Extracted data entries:
* * *
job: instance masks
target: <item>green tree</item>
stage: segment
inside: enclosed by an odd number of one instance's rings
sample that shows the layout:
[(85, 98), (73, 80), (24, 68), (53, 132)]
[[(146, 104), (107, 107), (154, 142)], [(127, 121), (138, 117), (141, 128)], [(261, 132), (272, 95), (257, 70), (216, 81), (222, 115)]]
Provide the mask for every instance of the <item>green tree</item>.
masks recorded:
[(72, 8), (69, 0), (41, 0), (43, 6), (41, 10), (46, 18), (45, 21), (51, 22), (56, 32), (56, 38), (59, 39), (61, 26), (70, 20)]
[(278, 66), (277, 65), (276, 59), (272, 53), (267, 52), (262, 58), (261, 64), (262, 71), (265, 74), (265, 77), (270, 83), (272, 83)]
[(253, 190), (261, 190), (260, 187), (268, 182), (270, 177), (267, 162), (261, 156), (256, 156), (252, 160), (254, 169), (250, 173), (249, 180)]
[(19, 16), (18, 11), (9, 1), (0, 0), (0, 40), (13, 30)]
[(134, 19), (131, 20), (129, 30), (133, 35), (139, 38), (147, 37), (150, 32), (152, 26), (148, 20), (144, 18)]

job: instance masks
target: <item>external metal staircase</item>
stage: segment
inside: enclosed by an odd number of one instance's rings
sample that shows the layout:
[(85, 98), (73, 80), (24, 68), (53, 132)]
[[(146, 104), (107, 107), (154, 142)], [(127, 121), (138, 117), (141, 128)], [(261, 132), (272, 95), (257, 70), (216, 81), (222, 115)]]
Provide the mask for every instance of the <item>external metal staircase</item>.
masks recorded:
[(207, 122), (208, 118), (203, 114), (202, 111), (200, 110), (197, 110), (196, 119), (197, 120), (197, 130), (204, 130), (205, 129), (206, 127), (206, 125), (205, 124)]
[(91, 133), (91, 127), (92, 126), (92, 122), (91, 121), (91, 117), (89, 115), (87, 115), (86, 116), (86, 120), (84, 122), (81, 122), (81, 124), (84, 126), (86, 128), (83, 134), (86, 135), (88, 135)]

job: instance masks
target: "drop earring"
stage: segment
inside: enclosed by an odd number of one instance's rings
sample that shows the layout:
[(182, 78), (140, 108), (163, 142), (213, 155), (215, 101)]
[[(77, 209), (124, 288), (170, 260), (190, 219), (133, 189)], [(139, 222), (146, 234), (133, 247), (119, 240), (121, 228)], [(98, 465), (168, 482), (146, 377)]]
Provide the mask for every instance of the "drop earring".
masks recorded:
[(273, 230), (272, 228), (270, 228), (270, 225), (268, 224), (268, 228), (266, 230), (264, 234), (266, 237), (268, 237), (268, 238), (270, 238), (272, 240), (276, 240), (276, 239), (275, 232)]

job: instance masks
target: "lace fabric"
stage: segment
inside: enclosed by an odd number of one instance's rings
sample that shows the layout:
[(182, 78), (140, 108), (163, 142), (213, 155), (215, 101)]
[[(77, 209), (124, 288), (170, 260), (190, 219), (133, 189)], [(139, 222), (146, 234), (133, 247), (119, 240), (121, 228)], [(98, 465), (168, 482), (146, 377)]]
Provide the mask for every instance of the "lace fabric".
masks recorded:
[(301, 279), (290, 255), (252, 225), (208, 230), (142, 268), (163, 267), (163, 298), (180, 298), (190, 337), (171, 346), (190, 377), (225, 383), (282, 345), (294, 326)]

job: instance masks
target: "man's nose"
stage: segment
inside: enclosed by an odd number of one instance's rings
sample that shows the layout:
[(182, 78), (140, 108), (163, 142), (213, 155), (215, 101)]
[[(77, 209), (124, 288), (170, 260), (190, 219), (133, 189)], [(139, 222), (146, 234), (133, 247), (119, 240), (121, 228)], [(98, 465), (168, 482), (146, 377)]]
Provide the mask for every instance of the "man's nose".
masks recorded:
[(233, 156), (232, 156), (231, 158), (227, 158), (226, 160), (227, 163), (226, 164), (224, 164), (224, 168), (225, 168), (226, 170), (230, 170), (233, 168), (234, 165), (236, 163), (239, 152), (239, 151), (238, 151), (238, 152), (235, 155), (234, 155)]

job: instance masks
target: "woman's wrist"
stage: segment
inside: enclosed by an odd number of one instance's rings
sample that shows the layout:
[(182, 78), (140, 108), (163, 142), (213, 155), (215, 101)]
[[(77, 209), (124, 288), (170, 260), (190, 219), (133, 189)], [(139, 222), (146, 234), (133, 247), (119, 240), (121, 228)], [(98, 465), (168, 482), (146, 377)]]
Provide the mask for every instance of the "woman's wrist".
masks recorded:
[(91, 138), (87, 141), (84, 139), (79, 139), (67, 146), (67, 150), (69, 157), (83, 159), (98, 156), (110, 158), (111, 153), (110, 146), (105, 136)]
* * *
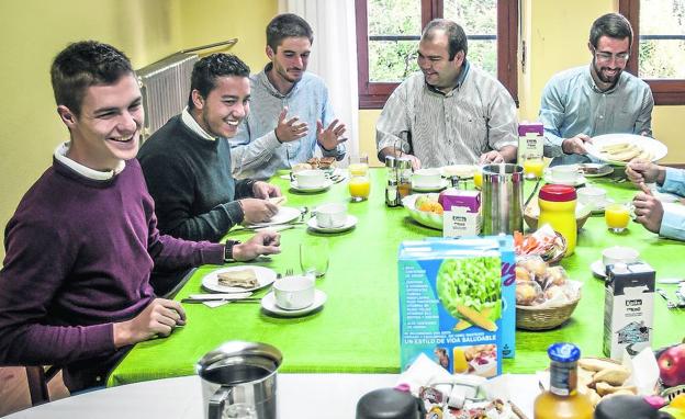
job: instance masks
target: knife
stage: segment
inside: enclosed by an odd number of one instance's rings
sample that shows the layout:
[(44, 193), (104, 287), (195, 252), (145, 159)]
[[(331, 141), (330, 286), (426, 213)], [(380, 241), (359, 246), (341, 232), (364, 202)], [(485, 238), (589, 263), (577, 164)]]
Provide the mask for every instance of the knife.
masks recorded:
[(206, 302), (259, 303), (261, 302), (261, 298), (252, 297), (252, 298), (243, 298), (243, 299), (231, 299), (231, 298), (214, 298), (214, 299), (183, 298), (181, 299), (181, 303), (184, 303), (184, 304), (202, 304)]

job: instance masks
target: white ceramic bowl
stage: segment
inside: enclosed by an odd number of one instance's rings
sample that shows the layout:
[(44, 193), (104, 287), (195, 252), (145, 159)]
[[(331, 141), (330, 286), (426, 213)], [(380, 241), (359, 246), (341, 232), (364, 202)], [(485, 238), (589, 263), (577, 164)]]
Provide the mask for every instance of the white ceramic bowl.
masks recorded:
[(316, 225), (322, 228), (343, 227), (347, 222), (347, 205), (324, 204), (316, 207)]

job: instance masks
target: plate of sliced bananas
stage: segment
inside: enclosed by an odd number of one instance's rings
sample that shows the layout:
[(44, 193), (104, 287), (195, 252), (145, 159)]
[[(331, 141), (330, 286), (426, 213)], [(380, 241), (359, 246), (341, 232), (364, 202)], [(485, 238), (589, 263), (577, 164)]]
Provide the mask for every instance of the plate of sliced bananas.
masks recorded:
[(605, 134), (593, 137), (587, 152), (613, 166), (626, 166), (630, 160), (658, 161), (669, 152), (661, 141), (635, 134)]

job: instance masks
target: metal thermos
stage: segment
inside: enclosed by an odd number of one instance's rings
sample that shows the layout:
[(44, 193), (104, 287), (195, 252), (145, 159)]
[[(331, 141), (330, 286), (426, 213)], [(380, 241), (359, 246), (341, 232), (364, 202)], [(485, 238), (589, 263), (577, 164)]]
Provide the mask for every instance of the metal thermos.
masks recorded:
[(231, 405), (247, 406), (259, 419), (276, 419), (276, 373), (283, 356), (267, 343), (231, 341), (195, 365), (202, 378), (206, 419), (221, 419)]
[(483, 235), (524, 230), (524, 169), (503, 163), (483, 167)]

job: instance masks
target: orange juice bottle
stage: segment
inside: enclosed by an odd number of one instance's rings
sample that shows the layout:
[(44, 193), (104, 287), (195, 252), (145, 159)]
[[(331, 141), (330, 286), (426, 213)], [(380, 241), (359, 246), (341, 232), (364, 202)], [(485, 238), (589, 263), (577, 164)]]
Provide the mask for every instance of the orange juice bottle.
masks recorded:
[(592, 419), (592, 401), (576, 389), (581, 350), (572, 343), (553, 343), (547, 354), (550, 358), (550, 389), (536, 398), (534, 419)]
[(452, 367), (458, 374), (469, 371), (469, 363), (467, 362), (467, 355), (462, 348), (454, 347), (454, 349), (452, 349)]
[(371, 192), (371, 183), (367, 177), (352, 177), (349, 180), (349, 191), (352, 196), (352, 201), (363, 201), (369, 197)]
* * *
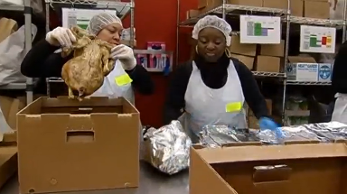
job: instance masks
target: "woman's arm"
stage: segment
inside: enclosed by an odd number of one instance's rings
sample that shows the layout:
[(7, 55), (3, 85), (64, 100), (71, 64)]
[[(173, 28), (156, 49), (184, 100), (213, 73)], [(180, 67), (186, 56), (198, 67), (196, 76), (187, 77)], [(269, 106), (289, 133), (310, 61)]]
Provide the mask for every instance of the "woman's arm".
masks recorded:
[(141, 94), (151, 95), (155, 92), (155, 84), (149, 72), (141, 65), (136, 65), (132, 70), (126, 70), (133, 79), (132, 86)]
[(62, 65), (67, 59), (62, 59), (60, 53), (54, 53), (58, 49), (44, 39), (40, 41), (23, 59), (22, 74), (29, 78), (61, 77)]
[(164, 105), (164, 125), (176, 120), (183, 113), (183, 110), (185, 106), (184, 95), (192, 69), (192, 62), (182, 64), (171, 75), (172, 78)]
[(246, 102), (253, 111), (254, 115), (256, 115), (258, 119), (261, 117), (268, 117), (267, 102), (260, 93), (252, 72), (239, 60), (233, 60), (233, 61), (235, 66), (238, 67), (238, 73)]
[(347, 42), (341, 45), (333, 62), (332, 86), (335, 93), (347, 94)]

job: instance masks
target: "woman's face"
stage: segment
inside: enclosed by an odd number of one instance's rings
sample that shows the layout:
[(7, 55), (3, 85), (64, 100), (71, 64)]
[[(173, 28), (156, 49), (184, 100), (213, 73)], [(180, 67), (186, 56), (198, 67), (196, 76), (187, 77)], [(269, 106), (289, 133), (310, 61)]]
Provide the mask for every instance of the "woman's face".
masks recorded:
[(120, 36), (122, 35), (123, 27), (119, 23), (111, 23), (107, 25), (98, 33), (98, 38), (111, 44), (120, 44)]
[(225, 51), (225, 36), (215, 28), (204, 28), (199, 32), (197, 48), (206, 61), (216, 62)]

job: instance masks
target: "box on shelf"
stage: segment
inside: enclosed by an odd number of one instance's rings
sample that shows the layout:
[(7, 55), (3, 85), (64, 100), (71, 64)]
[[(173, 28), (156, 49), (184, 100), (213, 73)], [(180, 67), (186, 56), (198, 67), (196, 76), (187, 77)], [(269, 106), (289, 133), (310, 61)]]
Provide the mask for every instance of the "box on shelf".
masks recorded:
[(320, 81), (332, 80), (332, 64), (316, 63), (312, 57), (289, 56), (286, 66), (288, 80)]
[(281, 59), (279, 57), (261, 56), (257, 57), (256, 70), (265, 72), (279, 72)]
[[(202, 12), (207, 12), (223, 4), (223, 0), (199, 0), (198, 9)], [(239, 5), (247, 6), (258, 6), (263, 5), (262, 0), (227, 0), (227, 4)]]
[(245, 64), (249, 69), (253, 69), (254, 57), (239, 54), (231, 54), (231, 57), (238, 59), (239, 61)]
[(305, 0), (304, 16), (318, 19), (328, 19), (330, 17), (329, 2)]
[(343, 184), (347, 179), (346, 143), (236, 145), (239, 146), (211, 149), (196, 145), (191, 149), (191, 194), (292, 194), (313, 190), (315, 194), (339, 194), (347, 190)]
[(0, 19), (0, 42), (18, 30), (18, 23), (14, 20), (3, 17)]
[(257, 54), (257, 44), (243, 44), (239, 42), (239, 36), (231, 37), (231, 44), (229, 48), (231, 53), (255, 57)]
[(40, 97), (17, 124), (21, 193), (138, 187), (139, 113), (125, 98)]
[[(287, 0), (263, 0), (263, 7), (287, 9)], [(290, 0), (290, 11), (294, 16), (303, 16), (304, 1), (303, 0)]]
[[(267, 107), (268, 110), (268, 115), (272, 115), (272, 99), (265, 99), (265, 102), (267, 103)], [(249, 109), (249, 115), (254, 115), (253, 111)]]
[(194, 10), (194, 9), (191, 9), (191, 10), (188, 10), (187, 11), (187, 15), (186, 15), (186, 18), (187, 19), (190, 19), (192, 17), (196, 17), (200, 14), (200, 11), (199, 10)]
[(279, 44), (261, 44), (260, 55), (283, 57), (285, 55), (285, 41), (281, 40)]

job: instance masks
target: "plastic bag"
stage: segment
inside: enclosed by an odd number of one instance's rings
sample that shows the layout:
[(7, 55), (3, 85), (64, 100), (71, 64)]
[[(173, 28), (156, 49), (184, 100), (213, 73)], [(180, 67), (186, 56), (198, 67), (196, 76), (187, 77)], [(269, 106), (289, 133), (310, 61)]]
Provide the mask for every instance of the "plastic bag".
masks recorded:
* * *
▶ _WORK REQUIRED_: Locate every line in the records above that contains the word "bananas", and copy each such line.

▶ _OUTPUT FOR THIS TASK_:
target: plate of sliced bananas
Provide the mask for every instance of the plate of sliced bananas.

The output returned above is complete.